• _RECORDS_
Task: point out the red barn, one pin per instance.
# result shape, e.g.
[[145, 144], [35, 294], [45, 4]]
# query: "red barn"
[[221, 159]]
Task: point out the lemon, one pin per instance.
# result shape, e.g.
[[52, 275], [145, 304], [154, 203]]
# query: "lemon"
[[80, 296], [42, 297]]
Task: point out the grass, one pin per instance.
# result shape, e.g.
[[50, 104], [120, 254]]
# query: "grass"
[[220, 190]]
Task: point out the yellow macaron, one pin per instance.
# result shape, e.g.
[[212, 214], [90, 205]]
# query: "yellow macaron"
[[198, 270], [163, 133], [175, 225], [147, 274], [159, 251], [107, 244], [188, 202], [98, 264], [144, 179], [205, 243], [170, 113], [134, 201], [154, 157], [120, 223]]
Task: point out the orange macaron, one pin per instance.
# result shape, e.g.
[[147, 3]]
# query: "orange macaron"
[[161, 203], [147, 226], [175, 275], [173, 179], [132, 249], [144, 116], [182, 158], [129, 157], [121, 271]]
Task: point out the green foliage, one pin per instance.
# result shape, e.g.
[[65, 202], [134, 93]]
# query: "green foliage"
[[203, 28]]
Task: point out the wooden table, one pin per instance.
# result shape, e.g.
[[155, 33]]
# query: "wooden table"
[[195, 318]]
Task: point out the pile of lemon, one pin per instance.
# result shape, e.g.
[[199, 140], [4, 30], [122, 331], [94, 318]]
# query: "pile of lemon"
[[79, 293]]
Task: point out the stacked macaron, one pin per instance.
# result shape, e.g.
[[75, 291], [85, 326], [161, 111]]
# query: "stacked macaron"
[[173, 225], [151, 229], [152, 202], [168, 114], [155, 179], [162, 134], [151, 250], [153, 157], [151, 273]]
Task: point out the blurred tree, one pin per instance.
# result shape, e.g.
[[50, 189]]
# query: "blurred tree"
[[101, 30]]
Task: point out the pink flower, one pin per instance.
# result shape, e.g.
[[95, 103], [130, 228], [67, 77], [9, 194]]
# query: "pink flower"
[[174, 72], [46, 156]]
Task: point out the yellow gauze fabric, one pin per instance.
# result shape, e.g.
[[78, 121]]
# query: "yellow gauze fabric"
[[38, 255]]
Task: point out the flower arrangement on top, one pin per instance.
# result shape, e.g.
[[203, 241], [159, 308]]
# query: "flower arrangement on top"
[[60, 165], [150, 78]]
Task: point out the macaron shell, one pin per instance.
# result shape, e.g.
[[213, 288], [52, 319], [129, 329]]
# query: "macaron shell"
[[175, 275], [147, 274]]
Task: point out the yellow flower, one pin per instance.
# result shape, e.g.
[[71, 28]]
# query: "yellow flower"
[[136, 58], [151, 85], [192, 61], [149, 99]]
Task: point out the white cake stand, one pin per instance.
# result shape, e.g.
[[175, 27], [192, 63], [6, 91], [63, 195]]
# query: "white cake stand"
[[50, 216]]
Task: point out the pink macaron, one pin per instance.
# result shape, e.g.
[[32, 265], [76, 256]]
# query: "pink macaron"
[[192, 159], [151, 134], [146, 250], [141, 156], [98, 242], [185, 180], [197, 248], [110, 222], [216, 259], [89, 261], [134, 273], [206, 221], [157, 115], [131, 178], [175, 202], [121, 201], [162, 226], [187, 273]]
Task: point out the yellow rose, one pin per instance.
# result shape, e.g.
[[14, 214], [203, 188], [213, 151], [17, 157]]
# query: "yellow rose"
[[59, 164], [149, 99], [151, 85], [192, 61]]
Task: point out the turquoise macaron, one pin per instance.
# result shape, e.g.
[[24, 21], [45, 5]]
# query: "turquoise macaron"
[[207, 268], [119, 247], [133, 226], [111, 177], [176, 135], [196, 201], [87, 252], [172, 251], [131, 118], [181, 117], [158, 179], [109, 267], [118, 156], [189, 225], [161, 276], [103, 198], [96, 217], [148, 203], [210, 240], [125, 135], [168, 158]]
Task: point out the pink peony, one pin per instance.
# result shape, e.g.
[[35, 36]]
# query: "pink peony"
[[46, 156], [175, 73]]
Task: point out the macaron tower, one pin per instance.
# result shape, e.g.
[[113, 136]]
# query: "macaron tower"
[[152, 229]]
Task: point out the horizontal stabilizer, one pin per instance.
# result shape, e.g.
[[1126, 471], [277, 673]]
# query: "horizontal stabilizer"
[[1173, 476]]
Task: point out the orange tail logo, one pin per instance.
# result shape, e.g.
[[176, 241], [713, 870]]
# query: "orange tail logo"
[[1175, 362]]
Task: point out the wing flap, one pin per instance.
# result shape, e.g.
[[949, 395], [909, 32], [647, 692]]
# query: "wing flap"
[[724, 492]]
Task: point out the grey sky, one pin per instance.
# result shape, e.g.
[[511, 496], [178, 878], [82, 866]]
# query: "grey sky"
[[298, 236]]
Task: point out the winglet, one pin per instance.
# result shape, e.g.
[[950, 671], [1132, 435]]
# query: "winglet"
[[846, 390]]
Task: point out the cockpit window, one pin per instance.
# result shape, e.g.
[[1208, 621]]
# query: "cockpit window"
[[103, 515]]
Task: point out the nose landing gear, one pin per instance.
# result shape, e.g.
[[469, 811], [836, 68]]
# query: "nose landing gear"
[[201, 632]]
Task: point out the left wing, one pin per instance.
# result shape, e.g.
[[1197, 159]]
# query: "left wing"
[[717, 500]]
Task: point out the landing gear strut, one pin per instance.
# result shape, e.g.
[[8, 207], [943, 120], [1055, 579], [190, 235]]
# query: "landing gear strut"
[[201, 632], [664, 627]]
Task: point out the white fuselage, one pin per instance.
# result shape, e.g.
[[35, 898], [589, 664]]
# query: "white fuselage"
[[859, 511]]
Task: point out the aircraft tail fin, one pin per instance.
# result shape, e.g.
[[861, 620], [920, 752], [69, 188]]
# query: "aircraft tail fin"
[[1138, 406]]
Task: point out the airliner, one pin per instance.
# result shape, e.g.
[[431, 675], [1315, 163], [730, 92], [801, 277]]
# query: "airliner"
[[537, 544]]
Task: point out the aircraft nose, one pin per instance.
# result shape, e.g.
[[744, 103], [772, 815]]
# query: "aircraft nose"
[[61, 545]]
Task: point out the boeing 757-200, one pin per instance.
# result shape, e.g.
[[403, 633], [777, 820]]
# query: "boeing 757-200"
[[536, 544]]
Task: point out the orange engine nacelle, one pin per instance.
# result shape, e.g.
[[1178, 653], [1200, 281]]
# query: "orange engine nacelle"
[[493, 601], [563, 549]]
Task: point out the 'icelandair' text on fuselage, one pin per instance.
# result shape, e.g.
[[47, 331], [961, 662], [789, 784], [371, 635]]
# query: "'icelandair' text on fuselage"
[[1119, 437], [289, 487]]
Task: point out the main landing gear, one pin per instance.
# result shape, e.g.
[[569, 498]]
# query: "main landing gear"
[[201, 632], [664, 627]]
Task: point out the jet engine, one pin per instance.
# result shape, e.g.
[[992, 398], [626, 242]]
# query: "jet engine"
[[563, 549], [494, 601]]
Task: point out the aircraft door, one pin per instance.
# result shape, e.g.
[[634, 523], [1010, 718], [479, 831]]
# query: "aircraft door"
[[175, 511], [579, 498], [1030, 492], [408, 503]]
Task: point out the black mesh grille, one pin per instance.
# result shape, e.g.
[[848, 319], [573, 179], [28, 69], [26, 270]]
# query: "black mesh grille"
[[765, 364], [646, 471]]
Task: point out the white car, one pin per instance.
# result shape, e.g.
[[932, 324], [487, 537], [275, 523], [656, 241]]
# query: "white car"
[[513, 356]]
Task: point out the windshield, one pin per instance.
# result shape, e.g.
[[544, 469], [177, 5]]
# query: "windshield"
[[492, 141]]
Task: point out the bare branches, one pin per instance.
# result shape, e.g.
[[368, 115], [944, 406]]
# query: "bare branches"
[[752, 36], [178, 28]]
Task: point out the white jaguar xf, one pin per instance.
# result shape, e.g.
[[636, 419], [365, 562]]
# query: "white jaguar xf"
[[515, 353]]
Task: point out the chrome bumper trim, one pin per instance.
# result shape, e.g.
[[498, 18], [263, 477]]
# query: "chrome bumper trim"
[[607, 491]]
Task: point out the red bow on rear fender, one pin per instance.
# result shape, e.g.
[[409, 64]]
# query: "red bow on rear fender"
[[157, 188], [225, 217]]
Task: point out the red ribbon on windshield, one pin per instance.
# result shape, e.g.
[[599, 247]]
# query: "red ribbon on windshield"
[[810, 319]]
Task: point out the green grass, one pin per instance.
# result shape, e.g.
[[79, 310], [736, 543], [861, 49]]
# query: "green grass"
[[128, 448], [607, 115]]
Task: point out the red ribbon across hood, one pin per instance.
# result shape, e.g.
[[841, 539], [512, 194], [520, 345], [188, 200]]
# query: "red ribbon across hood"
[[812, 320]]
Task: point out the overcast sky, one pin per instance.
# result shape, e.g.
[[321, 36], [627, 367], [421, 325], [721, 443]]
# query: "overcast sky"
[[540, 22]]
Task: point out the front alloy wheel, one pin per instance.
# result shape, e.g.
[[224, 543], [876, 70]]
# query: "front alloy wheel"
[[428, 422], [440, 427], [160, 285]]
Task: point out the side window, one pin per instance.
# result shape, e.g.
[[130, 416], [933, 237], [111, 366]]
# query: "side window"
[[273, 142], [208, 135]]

• _JOB_
Transcribe the stretch of the listing from its first line through the line containing "[[174, 72], [46, 156]]", with both of those lines included, reproducing each line character for character.

• _FULL SOLUTION_
Task: point out the red barn, one pin per instance.
# result shape, e.g.
[[145, 144], [35, 294], [45, 4]]
# query: "red barn"
[[221, 159]]
Task: point out the lemon, one pin per instance.
# result shape, e.g.
[[52, 275], [145, 304], [154, 203]]
# query: "lemon"
[[80, 296], [42, 297]]
Task: point out the grass, one pin per instance.
# result shape, e.g.
[[50, 104], [120, 254]]
# query: "grass"
[[220, 190]]
Task: point out the yellow macaron, one pin per instance.
# result shape, e.g.
[[212, 214], [90, 205]]
# query: "yellow macaron"
[[198, 270], [163, 133], [175, 225], [147, 274], [159, 251], [107, 244], [188, 202], [98, 264], [144, 179], [205, 243], [170, 113], [134, 201], [154, 157], [120, 223]]
Task: point out the orange macaron, one pin per instance.
# result shape, e.g.
[[147, 3]]
# query: "orange macaron"
[[161, 203], [147, 226], [175, 275], [173, 179], [132, 249], [144, 116], [182, 158], [129, 157], [121, 271]]
Task: point out the green foliage, one pin per instance.
# result shape, e.g.
[[65, 202], [134, 93]]
# query: "green foliage"
[[203, 28]]
Task: point out the wooden table, one pin per instance.
# result shape, e.g.
[[155, 33]]
# query: "wooden table"
[[195, 318]]
Task: point out the pile of lemon, one pin per instance.
# result shape, e.g.
[[199, 140], [4, 30], [122, 331], [94, 318]]
# query: "pile of lemon"
[[79, 293]]
Task: point out the stacked macaron, one pin per instance.
# result shape, e.g.
[[75, 291], [85, 326], [161, 111]]
# query: "stacked macaron"
[[173, 225], [151, 229], [152, 202], [168, 114], [155, 179], [162, 134], [151, 250], [153, 157], [151, 273]]
Task: point out the blurred tree, one pin per instance.
# result shape, e.g.
[[50, 189]]
# query: "blurred tree"
[[101, 30]]
Task: point out the pink flower, one pin per instance.
# result shape, e.g.
[[95, 103], [130, 228], [67, 77], [9, 194]]
# query: "pink flower"
[[174, 72], [46, 156]]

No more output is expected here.